## START Data listing

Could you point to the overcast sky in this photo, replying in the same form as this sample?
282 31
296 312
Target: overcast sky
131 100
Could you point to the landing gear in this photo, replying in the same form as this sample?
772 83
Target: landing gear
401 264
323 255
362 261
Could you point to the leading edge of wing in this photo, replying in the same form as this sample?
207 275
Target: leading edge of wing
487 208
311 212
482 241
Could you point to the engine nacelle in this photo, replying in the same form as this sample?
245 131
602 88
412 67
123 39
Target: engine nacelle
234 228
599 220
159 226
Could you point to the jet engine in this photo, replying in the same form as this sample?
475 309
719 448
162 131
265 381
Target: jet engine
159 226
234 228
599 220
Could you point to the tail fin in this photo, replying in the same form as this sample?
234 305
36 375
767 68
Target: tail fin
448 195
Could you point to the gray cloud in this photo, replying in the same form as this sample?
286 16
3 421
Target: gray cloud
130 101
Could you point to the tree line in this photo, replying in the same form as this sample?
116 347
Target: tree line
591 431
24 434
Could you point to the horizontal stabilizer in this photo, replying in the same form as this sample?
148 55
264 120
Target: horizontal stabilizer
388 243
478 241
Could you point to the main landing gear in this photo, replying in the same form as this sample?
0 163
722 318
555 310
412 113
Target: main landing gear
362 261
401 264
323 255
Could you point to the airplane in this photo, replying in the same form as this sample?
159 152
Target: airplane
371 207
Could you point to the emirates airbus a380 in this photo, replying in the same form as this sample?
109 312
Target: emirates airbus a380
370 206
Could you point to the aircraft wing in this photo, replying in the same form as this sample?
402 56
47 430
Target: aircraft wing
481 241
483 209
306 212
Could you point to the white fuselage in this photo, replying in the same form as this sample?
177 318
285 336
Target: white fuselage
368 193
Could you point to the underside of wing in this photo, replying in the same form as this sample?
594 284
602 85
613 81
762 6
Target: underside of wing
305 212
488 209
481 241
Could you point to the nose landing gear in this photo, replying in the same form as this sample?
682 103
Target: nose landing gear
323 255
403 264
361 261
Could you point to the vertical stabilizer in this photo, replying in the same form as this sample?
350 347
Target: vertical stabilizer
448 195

## END Data listing
## START Data listing

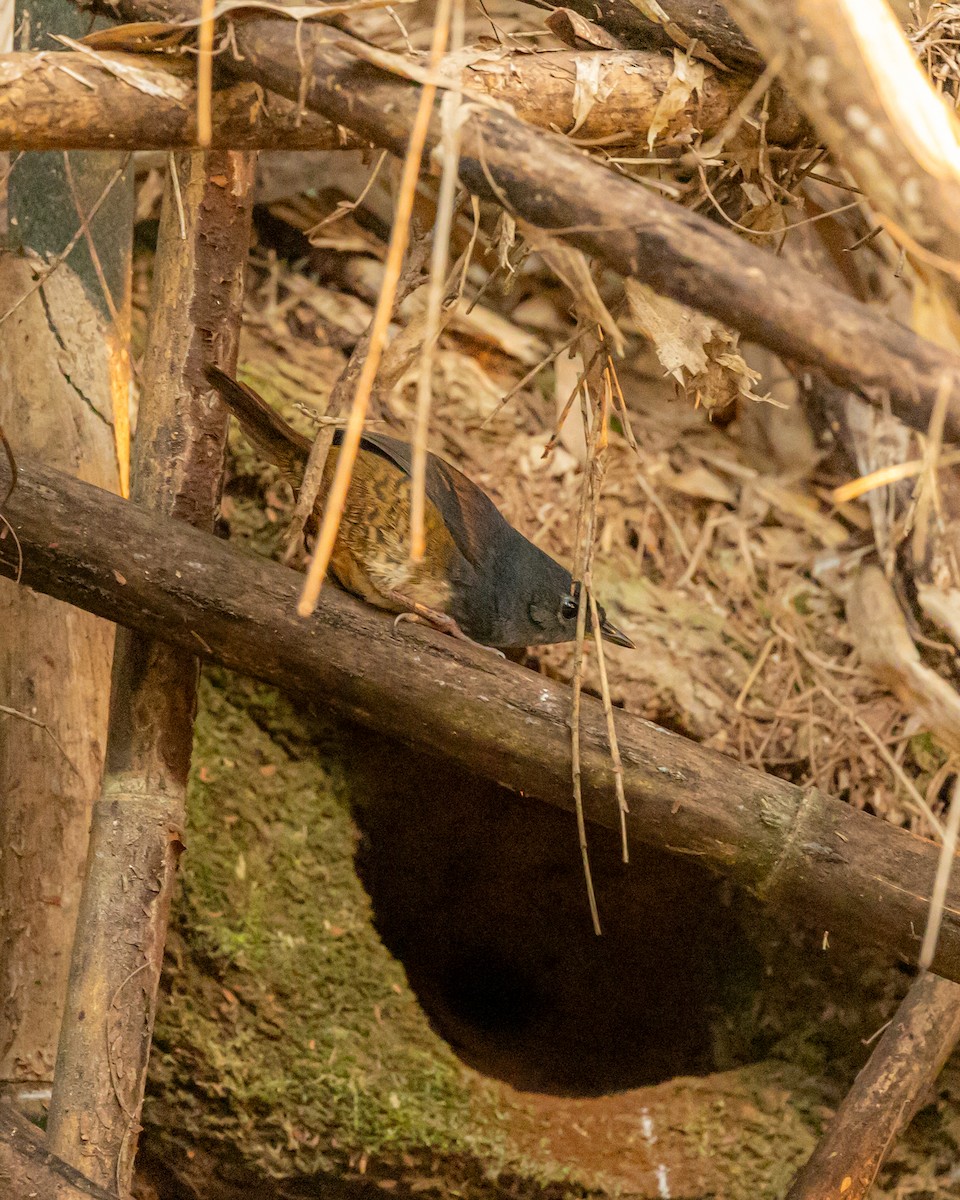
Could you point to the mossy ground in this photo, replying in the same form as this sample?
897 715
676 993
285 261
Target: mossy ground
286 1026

## END Data listing

> Aim of the task:
Pull out each line of the entries that contains the string "stabilizer", and copy those lines in order.

> Right answer:
Could you point to the horizontal stabilizer in this photo, replying in the same form as this sample?
Target: horizontal stabilizer
Could you point to the vertical stabilizer in this photo, replying in the same form as this sample?
Target: vertical stabilizer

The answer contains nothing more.